** GIVEN INFORMATION follows **
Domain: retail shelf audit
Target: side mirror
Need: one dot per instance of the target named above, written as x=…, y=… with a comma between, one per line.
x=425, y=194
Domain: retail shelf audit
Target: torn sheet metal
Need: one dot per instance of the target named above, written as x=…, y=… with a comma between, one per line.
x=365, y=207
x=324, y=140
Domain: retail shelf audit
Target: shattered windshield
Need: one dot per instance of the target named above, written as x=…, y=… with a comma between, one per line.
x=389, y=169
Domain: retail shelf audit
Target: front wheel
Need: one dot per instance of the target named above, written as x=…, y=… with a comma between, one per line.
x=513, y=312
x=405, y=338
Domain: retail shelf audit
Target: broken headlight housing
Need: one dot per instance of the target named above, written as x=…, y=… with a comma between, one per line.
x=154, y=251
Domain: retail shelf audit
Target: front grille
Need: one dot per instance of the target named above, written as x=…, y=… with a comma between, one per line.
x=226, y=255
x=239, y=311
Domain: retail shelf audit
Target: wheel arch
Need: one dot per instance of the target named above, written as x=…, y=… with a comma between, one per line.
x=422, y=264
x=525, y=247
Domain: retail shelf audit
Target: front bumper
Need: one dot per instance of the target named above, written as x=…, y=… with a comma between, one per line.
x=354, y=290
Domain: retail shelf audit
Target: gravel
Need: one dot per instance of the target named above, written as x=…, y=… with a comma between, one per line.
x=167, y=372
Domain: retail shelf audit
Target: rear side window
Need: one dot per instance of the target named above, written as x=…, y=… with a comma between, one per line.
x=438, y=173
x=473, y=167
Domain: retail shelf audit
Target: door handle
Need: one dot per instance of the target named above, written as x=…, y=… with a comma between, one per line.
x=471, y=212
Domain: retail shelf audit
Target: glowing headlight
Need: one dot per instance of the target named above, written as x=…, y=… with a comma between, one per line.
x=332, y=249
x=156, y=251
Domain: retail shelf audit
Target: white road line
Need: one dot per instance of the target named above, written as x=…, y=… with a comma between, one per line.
** End of GIVEN INFORMATION **
AIM OF THE TASK: Send back the lines of the records word for word, from the very first through the line containing "Target: door handle".

SOLUTION TO THE EXERCISE:
Domain: retail shelf audit
Target: side mirror
Need: one dot per instance of the target named above, written as x=…, y=… with a comma between, one per line.
x=425, y=194
Domain: retail shelf audit
Target: torn sheet metal
Need: one dot per instance of the target named above, written as x=…, y=… with a comma between, one per line.
x=365, y=207
x=324, y=140
Domain: retail shelf audit
Target: shattered windshield
Need: one dot per instance of the target named above, written as x=…, y=… with a comma between, one per line.
x=389, y=169
Domain: retail shelf audit
Target: front wheel
Need: one dot per instance of the target named above, written as x=…, y=… with a comma between, one per line.
x=513, y=312
x=405, y=338
Domain: retail shelf audit
Target: broken headlight housing
Need: one dot per instance of the target named above, written as x=…, y=… with a comma between, one per line.
x=154, y=251
Domain: retail shelf audit
Target: front grille
Need: one dot per instance of the target named above, written as x=…, y=… with a comma between, one per line.
x=226, y=255
x=239, y=311
Domain: retail shelf audit
Target: wheel arch
Need: one dot per instance of the target named above, written as x=…, y=… with a comma between, one per line.
x=422, y=264
x=525, y=247
Domain: retail shelf audit
Target: front bumper
Need: one dot per instance of the target named above, written as x=…, y=… with a comma between, one per line.
x=354, y=290
Domain: retail shelf audit
Target: gravel
Need: one dot per instance of the target named above, written as x=…, y=… with a comma between, one per line.
x=167, y=372
Domain: retail shelf audit
Target: rear side window
Need: one dot per instance of the target named above, written as x=…, y=… with a comma between, one per line.
x=438, y=173
x=473, y=167
Domain: retail shelf audit
Target: door handle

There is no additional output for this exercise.